I called Saul’s office at our university and left a firm message that I never wanted him to touch me again. I assumed that he would leave me alone. But I was wrong.

My father died six weeks later. I traveled to Arizona for the funeral and for shiva. When I returned to Michigan, I went to the synagogue that Saturday morning for worship services and to say Kaddish, the memorial prayer, for my father. After the service, I was discussing Sisterhood issues with Linda when Saul came behind me and thrust his pelvis into my rear end, almost knocking me over. Then he quickly moved away.

Linda kept talking as if nothing had happened. Her nonchalance about her husband’s deviant behavior also shocked me. This event left me very traumatized.

I resumed teaching my English and women’s studies courses. I talked to Gwen, the head of the women’s studies program, about my problems with Saul. She told me that he used to teach in her department, but she received so many complaints from students about his sexual harassment that she took away his classes. Gwen also said that if he approached me again, I should create a commotion.

= = = = =

__Exercise prompt__:
Answer these questions about the account above:
(a) To which state did the writer travel for the father's funeral?
(b) What prayer did the writer go to the synagogue to say?
(c) What did Gwen do after receiving many student complaints about Saul?

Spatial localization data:
= = = = =

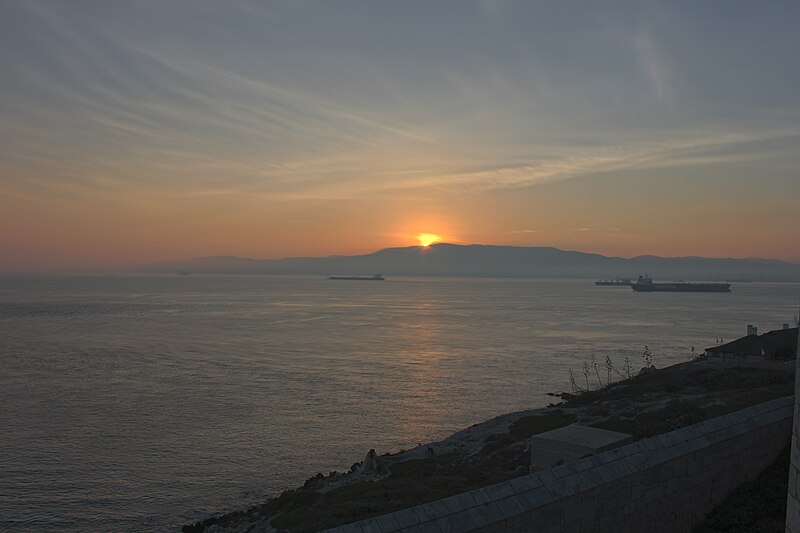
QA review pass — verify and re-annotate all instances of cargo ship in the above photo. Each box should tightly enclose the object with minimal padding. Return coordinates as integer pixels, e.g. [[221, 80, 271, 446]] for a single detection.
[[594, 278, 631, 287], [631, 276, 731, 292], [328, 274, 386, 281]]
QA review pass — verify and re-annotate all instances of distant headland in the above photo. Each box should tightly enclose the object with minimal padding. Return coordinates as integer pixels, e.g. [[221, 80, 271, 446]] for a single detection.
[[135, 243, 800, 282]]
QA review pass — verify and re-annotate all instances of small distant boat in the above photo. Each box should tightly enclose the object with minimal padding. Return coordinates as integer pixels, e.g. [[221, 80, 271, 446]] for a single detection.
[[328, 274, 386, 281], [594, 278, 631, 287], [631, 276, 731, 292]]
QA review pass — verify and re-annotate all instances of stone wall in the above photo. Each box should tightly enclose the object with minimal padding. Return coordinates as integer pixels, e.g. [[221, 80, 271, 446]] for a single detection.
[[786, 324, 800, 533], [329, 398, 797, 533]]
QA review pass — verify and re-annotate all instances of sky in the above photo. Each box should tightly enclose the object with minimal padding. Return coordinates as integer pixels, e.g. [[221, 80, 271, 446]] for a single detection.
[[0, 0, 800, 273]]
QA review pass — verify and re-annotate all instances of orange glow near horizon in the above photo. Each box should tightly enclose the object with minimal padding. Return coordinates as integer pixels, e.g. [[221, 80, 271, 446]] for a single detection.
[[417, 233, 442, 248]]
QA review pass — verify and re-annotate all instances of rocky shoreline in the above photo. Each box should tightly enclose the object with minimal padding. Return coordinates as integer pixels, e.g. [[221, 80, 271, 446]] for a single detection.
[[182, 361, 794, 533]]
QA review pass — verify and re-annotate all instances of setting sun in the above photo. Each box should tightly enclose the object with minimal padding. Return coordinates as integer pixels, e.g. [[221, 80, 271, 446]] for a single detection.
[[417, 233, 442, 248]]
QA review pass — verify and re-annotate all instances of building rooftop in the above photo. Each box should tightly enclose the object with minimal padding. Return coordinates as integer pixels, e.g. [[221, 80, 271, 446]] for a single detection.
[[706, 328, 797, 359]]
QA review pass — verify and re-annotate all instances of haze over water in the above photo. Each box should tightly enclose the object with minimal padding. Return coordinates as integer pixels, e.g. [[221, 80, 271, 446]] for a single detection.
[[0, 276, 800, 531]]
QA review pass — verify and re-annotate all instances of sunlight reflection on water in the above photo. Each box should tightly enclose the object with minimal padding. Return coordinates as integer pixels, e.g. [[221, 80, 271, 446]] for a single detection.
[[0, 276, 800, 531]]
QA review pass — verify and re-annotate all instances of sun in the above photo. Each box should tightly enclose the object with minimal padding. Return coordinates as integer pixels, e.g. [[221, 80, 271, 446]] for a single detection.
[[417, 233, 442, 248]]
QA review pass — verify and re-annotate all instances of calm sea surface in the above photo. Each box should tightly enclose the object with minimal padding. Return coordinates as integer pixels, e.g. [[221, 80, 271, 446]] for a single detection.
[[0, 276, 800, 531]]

= = = = =

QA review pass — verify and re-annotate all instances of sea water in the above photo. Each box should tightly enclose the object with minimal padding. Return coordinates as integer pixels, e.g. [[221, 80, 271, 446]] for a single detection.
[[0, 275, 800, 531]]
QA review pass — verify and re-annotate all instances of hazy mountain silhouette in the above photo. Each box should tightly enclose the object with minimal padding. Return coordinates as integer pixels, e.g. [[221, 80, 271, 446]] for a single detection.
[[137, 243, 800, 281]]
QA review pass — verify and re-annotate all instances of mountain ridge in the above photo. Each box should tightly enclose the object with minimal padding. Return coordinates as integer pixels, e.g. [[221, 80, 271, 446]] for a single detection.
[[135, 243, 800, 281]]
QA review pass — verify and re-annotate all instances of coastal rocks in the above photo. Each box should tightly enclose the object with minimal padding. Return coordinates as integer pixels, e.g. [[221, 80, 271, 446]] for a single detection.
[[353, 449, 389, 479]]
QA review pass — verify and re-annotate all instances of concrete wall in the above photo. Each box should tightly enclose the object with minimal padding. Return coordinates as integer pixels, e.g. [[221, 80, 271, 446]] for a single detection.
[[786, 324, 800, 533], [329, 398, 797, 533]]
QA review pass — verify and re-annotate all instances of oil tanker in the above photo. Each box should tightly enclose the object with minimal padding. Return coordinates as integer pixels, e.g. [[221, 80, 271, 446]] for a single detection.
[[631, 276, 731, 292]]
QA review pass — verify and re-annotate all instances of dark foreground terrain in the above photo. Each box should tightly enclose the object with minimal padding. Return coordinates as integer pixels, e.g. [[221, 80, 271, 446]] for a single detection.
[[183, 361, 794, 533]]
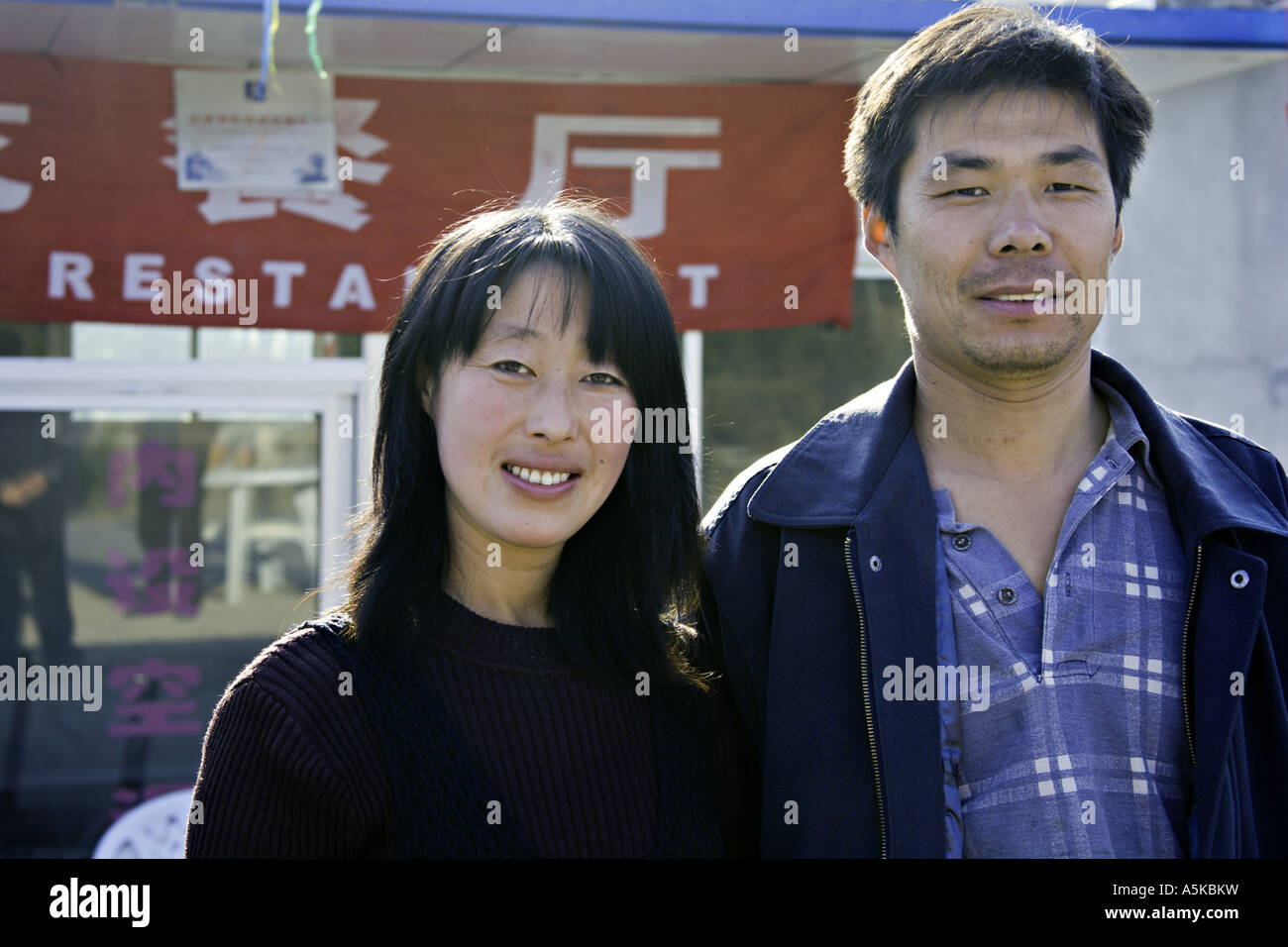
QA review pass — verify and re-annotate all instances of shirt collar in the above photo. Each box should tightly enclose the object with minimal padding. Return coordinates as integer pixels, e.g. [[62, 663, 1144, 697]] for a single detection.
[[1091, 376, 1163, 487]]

= = = = =

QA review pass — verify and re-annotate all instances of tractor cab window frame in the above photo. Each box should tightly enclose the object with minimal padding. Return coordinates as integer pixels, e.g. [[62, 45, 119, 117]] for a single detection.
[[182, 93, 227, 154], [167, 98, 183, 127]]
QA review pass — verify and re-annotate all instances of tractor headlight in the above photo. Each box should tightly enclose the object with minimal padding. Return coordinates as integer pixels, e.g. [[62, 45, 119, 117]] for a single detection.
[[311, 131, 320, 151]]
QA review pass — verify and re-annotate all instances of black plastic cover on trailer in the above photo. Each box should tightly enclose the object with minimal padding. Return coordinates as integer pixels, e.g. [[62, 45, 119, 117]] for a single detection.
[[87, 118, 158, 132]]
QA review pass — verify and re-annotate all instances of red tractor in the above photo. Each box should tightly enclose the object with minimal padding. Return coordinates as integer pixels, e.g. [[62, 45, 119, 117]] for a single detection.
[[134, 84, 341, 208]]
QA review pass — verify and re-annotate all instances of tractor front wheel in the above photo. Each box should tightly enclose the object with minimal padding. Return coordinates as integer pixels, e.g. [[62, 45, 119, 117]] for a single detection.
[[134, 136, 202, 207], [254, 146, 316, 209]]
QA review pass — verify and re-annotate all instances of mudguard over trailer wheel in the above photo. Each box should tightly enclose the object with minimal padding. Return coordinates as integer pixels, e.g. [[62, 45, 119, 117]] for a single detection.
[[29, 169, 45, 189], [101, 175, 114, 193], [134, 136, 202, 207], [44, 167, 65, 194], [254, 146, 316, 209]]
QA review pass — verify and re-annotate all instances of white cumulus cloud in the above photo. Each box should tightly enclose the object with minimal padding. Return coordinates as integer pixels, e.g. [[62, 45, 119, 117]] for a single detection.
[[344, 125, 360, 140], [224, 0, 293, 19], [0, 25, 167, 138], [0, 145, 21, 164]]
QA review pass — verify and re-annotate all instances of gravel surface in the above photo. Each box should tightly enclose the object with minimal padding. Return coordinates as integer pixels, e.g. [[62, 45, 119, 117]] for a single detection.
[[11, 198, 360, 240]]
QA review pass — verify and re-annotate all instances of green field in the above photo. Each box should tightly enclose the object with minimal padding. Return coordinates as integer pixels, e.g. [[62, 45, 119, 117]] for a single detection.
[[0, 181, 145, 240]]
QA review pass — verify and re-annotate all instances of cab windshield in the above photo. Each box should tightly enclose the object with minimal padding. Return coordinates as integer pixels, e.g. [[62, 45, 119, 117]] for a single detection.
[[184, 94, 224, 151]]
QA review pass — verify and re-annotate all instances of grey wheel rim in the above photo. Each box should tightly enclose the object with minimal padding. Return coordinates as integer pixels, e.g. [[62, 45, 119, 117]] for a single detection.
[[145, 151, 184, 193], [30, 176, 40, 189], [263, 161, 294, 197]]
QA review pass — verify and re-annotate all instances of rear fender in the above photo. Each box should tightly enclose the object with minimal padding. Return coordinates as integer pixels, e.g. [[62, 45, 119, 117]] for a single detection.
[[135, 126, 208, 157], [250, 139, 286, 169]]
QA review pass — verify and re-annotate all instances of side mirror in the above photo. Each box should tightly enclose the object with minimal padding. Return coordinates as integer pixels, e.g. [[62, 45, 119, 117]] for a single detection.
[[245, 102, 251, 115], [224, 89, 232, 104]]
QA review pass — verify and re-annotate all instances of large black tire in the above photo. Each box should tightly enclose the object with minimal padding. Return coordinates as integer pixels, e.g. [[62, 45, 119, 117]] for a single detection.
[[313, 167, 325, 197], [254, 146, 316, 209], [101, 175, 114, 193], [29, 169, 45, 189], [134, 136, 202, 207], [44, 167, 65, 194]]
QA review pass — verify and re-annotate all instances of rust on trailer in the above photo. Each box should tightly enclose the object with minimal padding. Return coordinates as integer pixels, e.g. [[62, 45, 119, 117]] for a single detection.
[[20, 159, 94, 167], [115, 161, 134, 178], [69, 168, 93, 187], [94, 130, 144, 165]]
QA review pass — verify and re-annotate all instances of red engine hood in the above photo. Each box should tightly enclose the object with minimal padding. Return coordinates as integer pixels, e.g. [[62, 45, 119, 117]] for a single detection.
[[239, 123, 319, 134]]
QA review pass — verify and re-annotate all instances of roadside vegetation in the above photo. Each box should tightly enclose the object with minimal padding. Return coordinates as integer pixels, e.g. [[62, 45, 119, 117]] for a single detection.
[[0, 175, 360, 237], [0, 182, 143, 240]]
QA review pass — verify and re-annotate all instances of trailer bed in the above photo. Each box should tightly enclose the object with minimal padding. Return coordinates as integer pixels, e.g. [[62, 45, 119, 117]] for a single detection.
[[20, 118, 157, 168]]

= = = = =

__Your solution__:
(a) Arizona
(b) Kaddish, the memorial prayer
(c) She took away his classes.